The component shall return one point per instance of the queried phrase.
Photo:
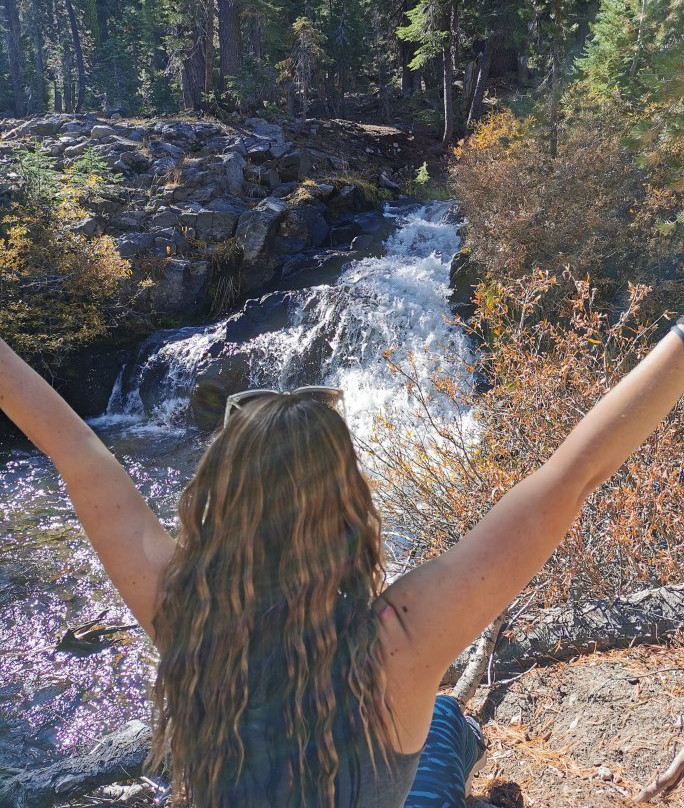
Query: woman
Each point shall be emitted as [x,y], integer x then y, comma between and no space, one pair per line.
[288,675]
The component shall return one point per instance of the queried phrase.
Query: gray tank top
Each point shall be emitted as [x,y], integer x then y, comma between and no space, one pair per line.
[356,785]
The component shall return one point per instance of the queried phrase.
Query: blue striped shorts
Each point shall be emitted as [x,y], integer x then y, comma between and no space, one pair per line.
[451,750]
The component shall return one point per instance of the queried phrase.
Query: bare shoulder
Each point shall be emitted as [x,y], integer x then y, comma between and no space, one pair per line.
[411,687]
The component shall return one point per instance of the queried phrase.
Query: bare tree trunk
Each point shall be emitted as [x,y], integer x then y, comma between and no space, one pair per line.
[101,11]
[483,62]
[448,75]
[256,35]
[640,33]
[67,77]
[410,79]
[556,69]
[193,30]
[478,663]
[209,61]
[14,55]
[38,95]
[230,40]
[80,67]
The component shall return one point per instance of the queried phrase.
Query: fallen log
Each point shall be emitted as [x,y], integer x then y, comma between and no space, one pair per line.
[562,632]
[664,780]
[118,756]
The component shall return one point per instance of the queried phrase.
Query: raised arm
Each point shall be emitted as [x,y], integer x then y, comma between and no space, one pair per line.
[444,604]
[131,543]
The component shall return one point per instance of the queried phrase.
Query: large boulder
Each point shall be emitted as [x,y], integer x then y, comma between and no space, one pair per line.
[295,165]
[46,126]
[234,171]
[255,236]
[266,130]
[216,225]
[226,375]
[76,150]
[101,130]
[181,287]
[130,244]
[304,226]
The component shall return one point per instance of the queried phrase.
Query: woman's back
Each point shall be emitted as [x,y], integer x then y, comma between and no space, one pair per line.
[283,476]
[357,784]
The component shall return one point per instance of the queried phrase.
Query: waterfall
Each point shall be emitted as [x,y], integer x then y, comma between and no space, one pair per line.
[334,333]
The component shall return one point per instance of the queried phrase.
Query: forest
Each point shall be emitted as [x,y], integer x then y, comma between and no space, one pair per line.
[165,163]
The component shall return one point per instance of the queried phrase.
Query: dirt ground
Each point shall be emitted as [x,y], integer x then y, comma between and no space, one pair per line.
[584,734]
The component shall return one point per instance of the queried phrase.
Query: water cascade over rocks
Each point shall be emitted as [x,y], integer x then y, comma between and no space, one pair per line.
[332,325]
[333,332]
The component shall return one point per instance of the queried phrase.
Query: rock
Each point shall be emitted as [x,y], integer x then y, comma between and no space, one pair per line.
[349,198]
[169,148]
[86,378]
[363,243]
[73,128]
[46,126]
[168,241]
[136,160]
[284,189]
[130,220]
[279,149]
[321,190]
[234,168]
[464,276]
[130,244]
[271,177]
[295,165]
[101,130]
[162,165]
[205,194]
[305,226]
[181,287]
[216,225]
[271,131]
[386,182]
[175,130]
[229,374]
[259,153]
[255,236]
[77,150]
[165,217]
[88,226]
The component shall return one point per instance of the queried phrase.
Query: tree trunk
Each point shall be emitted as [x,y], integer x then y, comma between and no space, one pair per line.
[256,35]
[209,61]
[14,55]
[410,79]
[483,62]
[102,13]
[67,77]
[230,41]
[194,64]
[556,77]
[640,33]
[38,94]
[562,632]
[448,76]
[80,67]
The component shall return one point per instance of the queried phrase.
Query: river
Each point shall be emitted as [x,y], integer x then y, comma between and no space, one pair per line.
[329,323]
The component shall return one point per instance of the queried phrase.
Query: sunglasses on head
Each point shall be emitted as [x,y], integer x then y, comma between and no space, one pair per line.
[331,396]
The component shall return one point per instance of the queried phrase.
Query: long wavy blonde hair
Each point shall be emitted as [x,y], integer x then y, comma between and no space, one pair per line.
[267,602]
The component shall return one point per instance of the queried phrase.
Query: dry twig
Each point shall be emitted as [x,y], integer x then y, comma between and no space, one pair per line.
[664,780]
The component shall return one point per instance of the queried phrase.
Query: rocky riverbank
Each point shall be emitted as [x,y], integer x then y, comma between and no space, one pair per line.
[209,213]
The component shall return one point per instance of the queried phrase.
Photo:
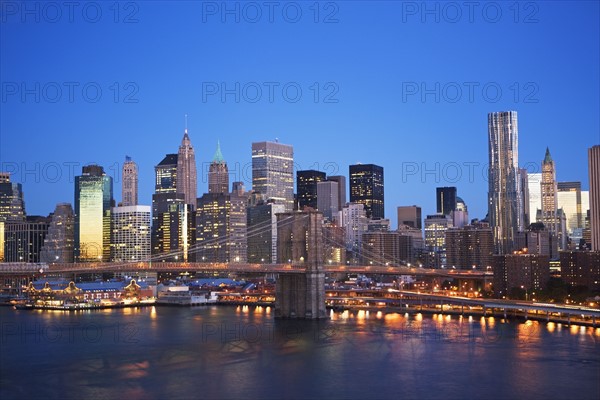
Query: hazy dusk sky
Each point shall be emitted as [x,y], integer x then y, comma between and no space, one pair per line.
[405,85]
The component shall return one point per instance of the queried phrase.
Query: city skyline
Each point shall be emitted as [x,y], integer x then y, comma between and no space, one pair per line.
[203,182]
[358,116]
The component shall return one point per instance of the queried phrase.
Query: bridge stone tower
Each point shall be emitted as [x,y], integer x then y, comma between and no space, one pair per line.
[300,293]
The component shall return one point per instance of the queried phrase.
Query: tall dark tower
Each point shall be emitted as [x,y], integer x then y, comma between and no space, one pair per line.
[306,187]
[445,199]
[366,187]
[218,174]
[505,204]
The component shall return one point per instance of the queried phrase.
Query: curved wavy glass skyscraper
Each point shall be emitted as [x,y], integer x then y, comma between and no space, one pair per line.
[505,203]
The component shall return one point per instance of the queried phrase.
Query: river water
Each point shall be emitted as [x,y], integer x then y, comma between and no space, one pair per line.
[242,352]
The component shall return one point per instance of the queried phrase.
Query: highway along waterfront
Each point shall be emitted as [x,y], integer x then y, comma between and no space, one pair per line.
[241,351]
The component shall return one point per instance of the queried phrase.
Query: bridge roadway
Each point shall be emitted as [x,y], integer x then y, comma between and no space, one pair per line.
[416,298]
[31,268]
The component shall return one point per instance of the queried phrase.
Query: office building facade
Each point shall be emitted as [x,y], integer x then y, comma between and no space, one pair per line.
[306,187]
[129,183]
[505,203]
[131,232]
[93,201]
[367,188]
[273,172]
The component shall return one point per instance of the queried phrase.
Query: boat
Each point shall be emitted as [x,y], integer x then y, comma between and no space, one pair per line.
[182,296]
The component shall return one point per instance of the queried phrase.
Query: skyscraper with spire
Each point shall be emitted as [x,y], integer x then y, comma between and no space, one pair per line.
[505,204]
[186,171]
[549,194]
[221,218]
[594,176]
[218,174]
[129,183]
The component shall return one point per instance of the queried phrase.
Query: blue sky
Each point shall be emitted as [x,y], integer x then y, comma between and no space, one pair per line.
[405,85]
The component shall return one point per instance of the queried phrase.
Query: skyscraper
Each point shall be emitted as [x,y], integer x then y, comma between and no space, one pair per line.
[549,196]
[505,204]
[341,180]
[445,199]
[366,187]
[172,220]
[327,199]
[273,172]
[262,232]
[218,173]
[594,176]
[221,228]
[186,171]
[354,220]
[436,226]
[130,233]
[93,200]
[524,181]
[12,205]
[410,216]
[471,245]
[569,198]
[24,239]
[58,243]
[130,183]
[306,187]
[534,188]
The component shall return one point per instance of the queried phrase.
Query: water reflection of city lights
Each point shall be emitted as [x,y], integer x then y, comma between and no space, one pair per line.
----
• [INSTRUCTION] Print out the lines exactly, skipping any picture.

• [OUTPUT OF THE EXERCISE]
The component shall return one point per instance of the queried phrase.
Photo:
Query: woman
Each point shall be emitted as [x,y], integer x then y, comma between and no space, one pair per line.
[288,675]
The component shall return one point per instance of the queried phrase.
Query: gray tank top
Each point shall be emitted as [x,y], integer x then y, comma between and no space, one pair per line.
[356,785]
The component shall return one point per instance of the queried phrase.
Query: blue striped shorts
Each point shall be emitted as [x,y], integer x then y, comma between and no space, one pair per line.
[451,750]
The component shall return one point per instance of the queried phrase.
Query: bare shoulder
Each point shall be emitted as [x,y], integer x then y, comma between and no space, one pair per line.
[411,687]
The component shall return one point per instance of the queried phrase.
Query: bare tree trunk
Each point shall be emitted as [x,y], integer x then y, comma between and no space, one pair per line.
[101,11]
[483,62]
[448,75]
[256,35]
[640,33]
[67,77]
[410,79]
[556,69]
[193,30]
[478,663]
[209,61]
[14,55]
[38,95]
[230,40]
[80,67]
The component shall return one point per instance of the queried phrase.
Query: fallen log
Each point shall be emitted as [x,y], integer x then y, comma between and no space, one pair per line.
[562,632]
[664,780]
[118,756]
The component shall return one point per instance of the queried phrase.
Query: raised arm
Each point shall be emitted as [x,y], integer x then y, comma between and no space, one pair per line.
[444,604]
[131,543]
The component shall return one point per instance of the queried phrase.
Query: large boulder
Each point shall be emitted as [x,y], integer x then y, comma between and no space, one pair per line.
[295,165]
[46,126]
[234,171]
[255,236]
[266,130]
[216,225]
[226,375]
[76,150]
[101,130]
[181,287]
[130,244]
[304,226]
The component shall return one point per instance of the queried phrase.
Query: woman's back
Each point shall be emitted as [x,y], integer x then y, comma between and no space, one pair per line.
[283,476]
[357,784]
The component shall return one point per instance of the queried phrase.
Query: waterfall
Each point shall be emitted as [x,y], integer x then y, comma between and no space, one pair per line.
[334,333]
The component shall return one point per instance of the queried phrase.
Query: forest
Each point shall be emitted as [x,y], integer x then y, comma between and no space, one pair per line.
[165,163]
The component shall return one point per instance of the queried phrase.
Query: dirt ground
Each point shall be emitted as [x,y], integer x then y, comma between and no space, one pair per line.
[584,734]
The component shall return one point per instance of the queried phrase.
Query: water cascade over rocks
Each point shall be emitted as [x,y], integer x then y, comma between and no space, one pair per line.
[332,325]
[333,332]
The component shall return one point per instance of the queried phrase.
Query: rock
Each point shall be emitted as [x,y], integer x then y, comma between and no space, one pair per line.
[349,198]
[169,148]
[86,378]
[363,243]
[73,128]
[46,126]
[168,241]
[136,160]
[284,189]
[130,220]
[279,149]
[321,190]
[234,168]
[464,276]
[130,244]
[271,177]
[295,165]
[101,130]
[162,165]
[205,194]
[305,226]
[181,287]
[216,225]
[271,131]
[386,182]
[175,130]
[229,374]
[259,153]
[255,236]
[77,150]
[165,217]
[88,226]
The component shall return one point per instance of the queried phrase.
Query: tree trunk
Each point shall be emitted as [x,y], integer x then y, comma between and no space, one pair per line.
[256,35]
[209,61]
[14,55]
[410,79]
[483,62]
[102,13]
[67,77]
[230,41]
[194,64]
[556,77]
[640,33]
[38,94]
[562,632]
[448,76]
[80,67]
The component shall return one point per instance of the queried phrase.
Query: river
Each point shall be emitted as [x,y], integer x then y, comma between and no space, one pair per line.
[329,323]
The component shall return one point per instance of the queried phrase.
Query: sunglasses on head
Each point shall be emitted as [x,y], integer x then y, comma between and no space, one pair per line.
[331,396]
The component shall return one point per instance of the queried phrase.
Query: long wavy blonde hair
Each point shall be emitted as [x,y], integer x then y, comma between and no space, one pair per line.
[267,602]
The component shall return one point per instance of the queried phrase.
Query: dry twig
Each point shall be emitted as [x,y], integer x then y, comma between and no space, one pair per line.
[664,780]
The component shall return one point per instance of the queried phrase.
Query: rocky riverbank
Each point shall be emitted as [x,y], integer x then y, comma between and no space, one pair per line.
[209,213]
The component shall return one point per instance of the queried phrase.
Photo:
Query: hazy dusk sky
Each point shall be emitted as [x,y], integer x then y, comma between and no space, one pair per line.
[405,85]
The component shall return one point per instance of the queried phrase.
Query: city skyline
Each point shall be emitted as [x,y], integer x then y, comma between and no space, one pair per line.
[203,182]
[358,116]
The component shall return one point per instance of the queried phrase.
Query: bridge stone tower
Each point shall be emitted as [x,y], integer x then y, comma between and no space, one pair per line.
[300,293]
The component shall return one point per instance of the queried phrase.
Query: tall dark tower
Each point shall be emitted as [x,y], integer x then y, comma between and no space, one pair per line.
[306,187]
[445,199]
[366,187]
[218,174]
[505,204]
The component shall return one point per instance of the queried phrase.
Query: curved wavy glass skyscraper
Each point shall be emitted as [x,y], integer x then y, comma between and no space, one pair per line.
[505,203]
The component shall return one point per instance of the queried phrase.
Query: river water
Each point shall be emitted as [x,y], integer x then y, comma between and no space, one pair per line.
[242,352]
The component shall return one point per instance of the queried phrase.
Query: highway along waterfront
Each point shall be emitted as [x,y], integer x then y, comma between and no space, one pair per line.
[241,351]
The component shall return one point per instance of the queried phrase.
Query: bridge roadway
Each point shall be emitted as [x,y], integer x then y, comma between and no space, one pair per line.
[416,298]
[31,268]
The component shall return one point per instance of the queried phrase.
Query: office building facade
Each point shall be emitted as [x,y], integer x then y, comma between and no space, one pair per line.
[306,187]
[129,183]
[505,203]
[131,232]
[93,201]
[367,188]
[273,172]
The component shall return one point per instance of the queried phrase.
Query: boat
Each point shall be emitted as [x,y], integer x then y, comma between and no space, one pair per line.
[182,296]
The component shall return one point per instance of the queried phrase.
Query: skyscraper with spire
Each point shall be emitted as [x,y], integer x then y, comma between and no space, one pair per line.
[505,204]
[186,171]
[549,194]
[221,218]
[594,176]
[218,174]
[129,183]
The component shall return one point per instance of the queried phrase.
Query: blue sky
Each point shall be emitted as [x,y], integer x then y, comma between and no space, one pair per line.
[405,85]
The component shall return one point per instance of the queried phrase.
Query: skyscraper
Each point shall be emitted as [x,y], integer x then y, comma between and no space, one pair per line.
[549,196]
[505,204]
[341,180]
[445,199]
[366,187]
[172,220]
[327,199]
[273,172]
[262,232]
[218,173]
[594,176]
[221,228]
[186,171]
[354,220]
[436,226]
[130,233]
[93,200]
[524,181]
[12,205]
[410,216]
[471,245]
[569,198]
[24,239]
[58,243]
[130,183]
[306,187]
[534,188]
The component shall return one point per instance of the queried phrase.
Query: water reflection of city lights
Each point shall be emitted as [x,y], integer x then y, comma between and no space, one pair per line.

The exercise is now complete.